> Seçilen bölüm
*-*-*

"Babam," diyordu Hüseyin İnan idama giderken son arzusu sorulduğunda, “yarın ayağımdaki bu lastik ayakkabıları görünce, oğlumun doğru dürüst bir ayakkabısı bile yokmuş diye üzülecek. Ayakkabımı bile giyemeden beni apar topar buraya getirdiler. Babama söyleyin, üzülmesin. Ayakkabılarım da hapishanedeki arkadaşlara hediyem olsun”.
Hüseyin’in babası Hıdır İnan, şimdi 86 yaşında. Her 6 Mayıs’ta oğlunun mezarına gidiyor, ne yaşına aldırış ediyor, ne de bastonsuz ayakta duramamasına. İnan’ın, ikisi erkek, altı çocuğu daha var, 19 da torunu.
En büyükleri 42 yaşında torunlarının, en küçükleri üç. Zihni hâlâ sağlam, bir iki isimde takılsa da Türkiye’nin yakın tarihini ders verircesine döküyor önümüze, ancak kulakları pek iyi işitmiyor, kendince anlatıyor, Hüseyin’i, çocukluğunu, yakalanışını, sonrasını...
Bu yıl 68 kuşağının 40. yılı. Oğlunuz Hüseyin İnan da 68 kuşağının önemli isimlerinden biri.
Hüseyin rahmetlik, o davanın peşinde koşarken dahi bizi ne polis sıkıştırırdı, ne de tehdit eden olurdu. Bu işe girdikten sonra eve gelmedi. Nedenini sorduğumda, “Baba” dedi, “girdiğim davanın peşinde koşarken eve gelip gidersem, belki sizi rahatsız edenler olur, eve gelmiyorum ki, kimse ileride size bir şey sormasın”.

*-*-*

> Görev 1
Hüseyin İnan'la ilgili metinde "Hüseyin’in babası Hıdır" ile "önemli isimlerinden biri." arasındaki kısmı, her ikisi de dahil olmak üzere aynen yineleyin.
> Görev 2
Kayıtların ilk satırından "(1327, 410)" ifadesini içeren satıra kadar olan satırları, iki uç da dahil, boş satırları çıkararak numaralı liste hâlinde yazın.

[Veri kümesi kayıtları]
*-*-*

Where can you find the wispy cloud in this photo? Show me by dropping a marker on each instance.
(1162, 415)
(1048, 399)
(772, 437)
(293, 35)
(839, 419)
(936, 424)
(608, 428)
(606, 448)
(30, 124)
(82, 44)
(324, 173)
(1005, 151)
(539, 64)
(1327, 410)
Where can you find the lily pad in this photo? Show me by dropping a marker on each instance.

*-*-*

> Doğru çıktı 1
Hüseyin’in babası Hıdır İnan, şimdi 86 yaşında. Her 6 Mayıs’ta oğlunun mezarına gidiyor, ne yaşına aldırış ediyor, ne de bastonsuz ayakta duramamasına. İnan’ın, ikisi erkek, altı çocuğu daha var, 19 da torunu.
En büyükleri 42 yaşında torunlarının, en küçükleri üç. Zihni hâlâ sağlam, bir iki isimde takılsa da Türkiye’nin yakın tarihini ders verircesine döküyor önümüze, ancak kulakları pek iyi işitmiyor, kendince anlatıyor, Hüseyin’i, çocukluğunu, yakalanışını, sonrasını...
Bu yıl 68 kuşağının 40. yılı. Oğlunuz Hüseyin İnan da 68 kuşağının önemli isimlerinden biri.

> Doğru çıktı 2
1. Where can you find the wispy cloud in this photo? Show me by dropping a marker on each instance.
2. (1162, 415)
3. (1048, 399)
4. (772, 437)
5. (293, 35)
6. (839, 419)
7. (936, 424)
8. (608, 428)
9. (606, 448)
10. (30, 124)
11. (82, 44)
12. (324, 173)
13. (1005, 151)
14. (539, 64)
15. (1327, 410)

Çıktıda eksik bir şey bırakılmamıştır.